# Énoncé de l'exercice
Rédigez la suite du commentaire sur la répudiation en Matthieu 5, 31, en reprenant juste après sa dernière phrase.

# Texte à lire
>>

Matthieu 5, 31

Il a été dit également : Si quelqu’un renvoie sa femme, qu’il lui donne un acte de répudiation.

Il a été dit également : Si quelqu’un renvoie sa femme, qu’il lui donne un acte de répudiation.
Saint Hilaire de Poitiers
Mais le Seigneur voulant assurer à tous les bienfaits de l'équité, veut qu'elle règne surtout dans l'union conjugale pour la paix des époux ; il ajoute donc : « Et moi, je vous dis que quiconque aura renvoyé son épouse, » etc.
Saint Jean Chrysostome
Lorsque Moïse délivra les Israélites de l'Egypte, ils étaient enfants d'Israël par leur naissance, mais Égyptiens par leurs moeurs. Or par suite de ces moeurs idolâtres il arrivait souvent qu'un homme concevait de la haine pour sa femme, et comme il ne lui était pas permis de la renvoyer, il était porté ou à la mettre à mort, ou à la fatiguer de mauvais traitements. Il fit donc une obligation au mari de donner un certificat de répudiation, non comme d'une chose bonne en soi, mais comme d'un remède à un mal plus grand.

<<

# Données fournies
>>

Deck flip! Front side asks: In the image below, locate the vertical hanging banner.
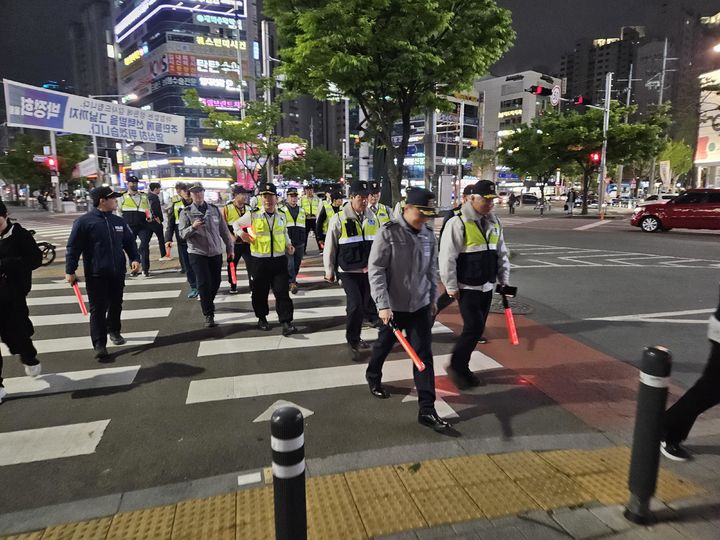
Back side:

<<

# Réponse attendue
Si nous sommes obligés de supporter les défauts de ceux qui nous sont étrangers, d'après ces paroles de saint Paul : « Portez les fardeaux les uns des autres, » à combien plus forte raison les défauts de nos épouses ? Or un chrétien doit non-seulement éviter ce qui peut souiller son âme, mais encore ce qui serait pour les autres une occasion de se souiller eux-mêmes, car alors le crime d'autrui viendrait s'ajouter à son propre péché, parce qu'il en a été la cause directe. Celui donc qui en renvoyant son épouse devient une cause d'adultère, en exposant sa femme et celui qui la prend à commettre un double adultère, sera condamné lui-même pour ces mêmes fautes : et c'est pour cela qu'il est dit : « Celui qui renvoie son épouse la fait devenir adultère. »

Ne dites donc pas que son mari l'a renvoyée, car même après ce renvoi, elle ne cesse pas d'être son épouse.
Saint Jérôme
Plus tard le Sauveur expliquera plus à fond ce passage, en faisant voir que si Moïse a commandé aux maris à cause de la dureté de leur coeur de donner un acte de répudiation, ce n'est pas pour légitimer le divorce, mais pour prévenir l'homicide.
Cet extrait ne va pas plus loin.